> [PASSAGE PROVIDED]:
--------------------------------------------------
American college football game

The 1940 Sugar Bowl featured the top-ranked Texas A&M Aggies, and the fifth-ranked Tulane Green Wave. The game was played at Tulane's home field, Tulane Stadium.

==Background==
Texas A&M entered the game with an undefeated record and a ranking of #1 in the AP Poll, having six shutouts while allowing just 18 points the whole year. They entered the polls at #9 prior to their game against TCU on October 21, slowly rising up the ranks to #1 before their match-up against Texas on November 30, whom they shut out 20-0. They finished as champion of the Southwest Conference for the first time in 12 years. Tulane began the years with three wins before a tie to North Carolina that made them go from #4 in the polls to #9. However, they rose back up to #9 with five straight wins, including victories over #14 Ole Miss and #20 Alabama, finishing as co-champion of the Southeastern Conference with Tennessee and Georgia Tech, their first title in five years.
--------------------------------------------------
> [INFORMATION SHOWN]:
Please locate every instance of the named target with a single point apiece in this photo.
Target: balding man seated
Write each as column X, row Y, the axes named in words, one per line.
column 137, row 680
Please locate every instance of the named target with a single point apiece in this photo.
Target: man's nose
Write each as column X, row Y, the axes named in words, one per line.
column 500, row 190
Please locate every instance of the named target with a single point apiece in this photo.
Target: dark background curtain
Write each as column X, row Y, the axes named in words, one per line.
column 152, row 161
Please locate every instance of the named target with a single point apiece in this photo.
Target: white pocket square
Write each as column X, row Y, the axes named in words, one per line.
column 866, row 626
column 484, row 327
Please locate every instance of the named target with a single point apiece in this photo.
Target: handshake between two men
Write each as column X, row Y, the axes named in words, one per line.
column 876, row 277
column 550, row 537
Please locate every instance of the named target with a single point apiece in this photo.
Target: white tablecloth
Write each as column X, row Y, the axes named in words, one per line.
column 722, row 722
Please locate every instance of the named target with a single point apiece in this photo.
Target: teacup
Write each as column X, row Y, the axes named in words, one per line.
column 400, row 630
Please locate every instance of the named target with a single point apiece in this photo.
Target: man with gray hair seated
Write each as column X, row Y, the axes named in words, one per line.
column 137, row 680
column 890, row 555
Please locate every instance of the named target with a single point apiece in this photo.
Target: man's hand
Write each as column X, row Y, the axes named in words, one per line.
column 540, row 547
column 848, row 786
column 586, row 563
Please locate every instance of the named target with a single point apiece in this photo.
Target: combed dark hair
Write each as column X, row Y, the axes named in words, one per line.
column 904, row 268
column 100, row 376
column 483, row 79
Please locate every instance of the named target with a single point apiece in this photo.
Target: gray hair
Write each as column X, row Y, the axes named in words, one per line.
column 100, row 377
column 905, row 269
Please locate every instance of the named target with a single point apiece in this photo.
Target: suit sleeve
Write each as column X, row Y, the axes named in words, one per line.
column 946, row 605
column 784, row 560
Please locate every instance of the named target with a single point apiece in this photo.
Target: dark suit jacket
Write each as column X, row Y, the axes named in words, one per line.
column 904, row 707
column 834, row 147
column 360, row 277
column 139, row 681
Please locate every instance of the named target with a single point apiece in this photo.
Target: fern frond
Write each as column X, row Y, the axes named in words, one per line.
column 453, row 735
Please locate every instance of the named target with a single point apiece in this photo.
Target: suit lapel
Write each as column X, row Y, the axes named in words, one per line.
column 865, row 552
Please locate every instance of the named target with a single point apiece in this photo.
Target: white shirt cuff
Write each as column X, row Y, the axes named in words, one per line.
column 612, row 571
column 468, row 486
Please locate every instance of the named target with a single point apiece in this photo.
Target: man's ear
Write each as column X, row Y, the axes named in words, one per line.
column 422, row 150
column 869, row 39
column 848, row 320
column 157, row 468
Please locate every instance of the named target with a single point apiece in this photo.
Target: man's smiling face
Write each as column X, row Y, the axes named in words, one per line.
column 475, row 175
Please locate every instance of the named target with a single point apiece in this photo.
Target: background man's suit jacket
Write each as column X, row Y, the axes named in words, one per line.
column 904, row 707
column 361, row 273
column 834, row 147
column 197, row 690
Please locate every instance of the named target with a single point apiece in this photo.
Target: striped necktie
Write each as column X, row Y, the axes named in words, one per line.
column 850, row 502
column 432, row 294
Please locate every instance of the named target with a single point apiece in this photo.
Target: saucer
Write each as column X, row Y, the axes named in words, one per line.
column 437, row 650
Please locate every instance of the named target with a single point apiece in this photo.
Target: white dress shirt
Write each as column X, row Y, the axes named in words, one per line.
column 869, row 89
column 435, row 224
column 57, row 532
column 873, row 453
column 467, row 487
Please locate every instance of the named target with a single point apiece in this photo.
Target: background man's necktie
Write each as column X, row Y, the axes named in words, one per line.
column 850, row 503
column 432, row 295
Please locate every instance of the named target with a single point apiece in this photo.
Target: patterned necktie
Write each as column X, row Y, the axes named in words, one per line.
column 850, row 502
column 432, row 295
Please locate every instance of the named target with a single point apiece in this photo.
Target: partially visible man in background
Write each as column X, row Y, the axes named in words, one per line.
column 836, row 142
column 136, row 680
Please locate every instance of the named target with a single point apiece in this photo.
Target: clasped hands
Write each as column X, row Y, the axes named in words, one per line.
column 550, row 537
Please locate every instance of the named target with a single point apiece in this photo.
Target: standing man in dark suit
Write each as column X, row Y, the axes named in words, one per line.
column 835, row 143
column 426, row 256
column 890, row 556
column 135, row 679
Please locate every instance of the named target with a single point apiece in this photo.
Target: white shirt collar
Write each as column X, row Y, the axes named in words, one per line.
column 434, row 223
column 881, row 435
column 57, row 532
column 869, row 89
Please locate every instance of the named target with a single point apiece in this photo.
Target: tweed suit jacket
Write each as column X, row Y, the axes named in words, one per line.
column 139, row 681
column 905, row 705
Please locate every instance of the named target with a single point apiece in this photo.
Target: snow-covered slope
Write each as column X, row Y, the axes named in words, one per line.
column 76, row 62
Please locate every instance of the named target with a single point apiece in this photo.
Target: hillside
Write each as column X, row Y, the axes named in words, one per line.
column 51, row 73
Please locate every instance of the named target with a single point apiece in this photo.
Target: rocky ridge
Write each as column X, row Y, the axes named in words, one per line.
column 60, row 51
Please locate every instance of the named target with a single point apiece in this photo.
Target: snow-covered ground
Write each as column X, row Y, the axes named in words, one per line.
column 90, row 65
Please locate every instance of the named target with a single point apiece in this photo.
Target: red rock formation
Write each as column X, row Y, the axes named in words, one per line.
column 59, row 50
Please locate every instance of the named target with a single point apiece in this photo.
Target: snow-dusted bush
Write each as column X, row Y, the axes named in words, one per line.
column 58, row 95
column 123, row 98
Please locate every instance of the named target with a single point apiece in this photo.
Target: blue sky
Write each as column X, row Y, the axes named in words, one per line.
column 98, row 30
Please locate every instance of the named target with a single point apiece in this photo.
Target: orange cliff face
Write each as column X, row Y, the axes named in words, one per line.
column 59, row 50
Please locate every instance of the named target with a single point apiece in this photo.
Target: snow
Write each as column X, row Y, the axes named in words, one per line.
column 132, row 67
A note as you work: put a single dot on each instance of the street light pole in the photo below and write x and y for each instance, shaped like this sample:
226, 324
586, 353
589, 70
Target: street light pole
--------------------------------------------------
> [WHAT YOU HAVE TO DO]:
Please continue the 1940 Sugar Bowl article above from the point where it stops.

> [RESULT]:
==Game summary==
Texas A&M took lead in the a first quarter with a 1-yard touchdown run from running back John Kimbrough. He finished the game with 159 yards rushing on 25 carries. In the third quarter, Tulane's Kellogg returned a punt 75 yards for touchdown, tying the game at 7–7. In the third quarter, Tulane's Monnett Butler, former Oak Grove High School star, scored on a 2-yard touchdown run. The extra point attempt was blocked, giving Tulane a 13–7 lead. Kimbrough's second rushing touchdown of the game rallied the Aggies to a 14–13 win.